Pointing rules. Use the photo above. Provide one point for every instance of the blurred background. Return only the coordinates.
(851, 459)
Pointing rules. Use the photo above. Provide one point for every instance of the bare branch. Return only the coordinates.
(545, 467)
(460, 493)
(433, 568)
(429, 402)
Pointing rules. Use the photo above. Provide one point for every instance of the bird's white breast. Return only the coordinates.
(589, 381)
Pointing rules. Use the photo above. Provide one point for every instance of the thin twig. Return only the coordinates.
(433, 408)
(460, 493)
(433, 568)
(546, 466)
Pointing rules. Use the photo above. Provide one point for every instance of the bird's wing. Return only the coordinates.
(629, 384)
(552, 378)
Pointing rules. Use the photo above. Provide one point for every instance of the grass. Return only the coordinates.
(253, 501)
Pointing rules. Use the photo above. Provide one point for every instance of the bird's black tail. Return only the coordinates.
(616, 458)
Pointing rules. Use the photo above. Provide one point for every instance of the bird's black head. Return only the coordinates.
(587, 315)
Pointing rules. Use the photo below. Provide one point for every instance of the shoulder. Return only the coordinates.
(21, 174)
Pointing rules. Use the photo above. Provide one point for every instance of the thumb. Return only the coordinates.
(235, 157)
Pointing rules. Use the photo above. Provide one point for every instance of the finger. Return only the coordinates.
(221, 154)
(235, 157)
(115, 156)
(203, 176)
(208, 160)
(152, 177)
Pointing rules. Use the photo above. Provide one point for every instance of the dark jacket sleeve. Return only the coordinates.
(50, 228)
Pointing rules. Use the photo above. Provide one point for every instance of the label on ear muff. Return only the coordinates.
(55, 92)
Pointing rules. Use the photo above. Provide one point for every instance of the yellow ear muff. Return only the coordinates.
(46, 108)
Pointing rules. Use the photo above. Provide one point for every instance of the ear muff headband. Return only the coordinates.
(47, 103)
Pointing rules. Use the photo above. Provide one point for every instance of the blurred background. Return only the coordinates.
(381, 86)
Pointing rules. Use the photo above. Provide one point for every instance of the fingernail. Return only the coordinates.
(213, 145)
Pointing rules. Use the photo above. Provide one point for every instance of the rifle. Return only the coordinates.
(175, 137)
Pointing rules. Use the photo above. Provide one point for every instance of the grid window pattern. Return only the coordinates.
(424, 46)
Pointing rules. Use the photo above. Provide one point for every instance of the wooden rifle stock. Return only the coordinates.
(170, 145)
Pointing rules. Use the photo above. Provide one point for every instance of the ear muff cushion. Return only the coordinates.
____________________
REQUISITOS DE LA TAREA:
¿Puedes volver a escribir todas las entradas de arriba, sin alterar nada?

RESULTADO DEL EJERCICIO:
Pointing rules. Use the photo above. Provide one point for every instance of the blurred background. Return only the coordinates.
(851, 459)
Pointing rules. Use the photo above. Provide one point for every instance of the bare branch. Return only the coordinates.
(545, 467)
(460, 493)
(433, 568)
(429, 402)
Pointing rules. Use the photo above. Provide one point for every instance of the bird's white breast. Return only the coordinates.
(589, 381)
Pointing rules. Use the photo above. Provide one point for every instance of the thin twig. Return only the coordinates.
(433, 408)
(460, 493)
(433, 568)
(546, 466)
Pointing rules. Use the photo above. Provide one point for every instance of the bird's wing. Return only the coordinates.
(629, 384)
(552, 378)
Pointing rules. Use the photo above. Provide one point for every instance of the grass. Return only the coordinates.
(253, 501)
Pointing rules. Use the photo above. Provide one point for every instance of the bird's black tail. Return only the coordinates.
(616, 458)
Pointing rules. Use the photo above. Provide one point for every instance of the bird's black head. Return only the coordinates.
(587, 315)
Pointing rules. Use the photo below. Provide one point for every instance of the shoulder. Return only the coordinates.
(21, 174)
Pointing rules. Use the photo above. Provide one point for every instance of the thumb. Return only the coordinates.
(235, 157)
Pointing rules. Use the photo above. Provide one point for every instance of the finger. Return only the coordinates.
(221, 154)
(235, 157)
(115, 156)
(203, 176)
(208, 160)
(152, 177)
Pointing rules. Use the photo above. Provide one point for every instance of the dark jacket sleeve. Return only the coordinates.
(50, 228)
Pointing rules. Use the photo above. Provide one point for every instance of the label on ear muff. Return only the coordinates.
(55, 92)
Pointing rules. Use the photo above. Provide one point for every instance of the yellow ear muff. Return only the coordinates.
(46, 108)
Pointing rules. Use the photo above. Provide one point for every instance of the ear muff headband. Return only the coordinates.
(47, 103)
Pointing rules. Use the photo above. Provide one point for every instance of the blurred background. Return only the coordinates.
(381, 86)
Pointing rules. Use the photo above. Provide one point for every instance of the fingernail. Return only the coordinates.
(213, 145)
Pointing rules. Use the photo above. Provide one point for every instance of the rifle. Return only the coordinates.
(175, 137)
Pointing rules. Use the photo above. Provide one point for every instance of the grid window pattern. Return only the coordinates.
(424, 46)
Pointing rules. Use the photo above. Provide one point for every instance of the wooden rifle stock. Return only the coordinates.
(170, 145)
Pointing rules. Use the photo above. Provide one point for every instance of the ear muff cushion. Return only the coordinates.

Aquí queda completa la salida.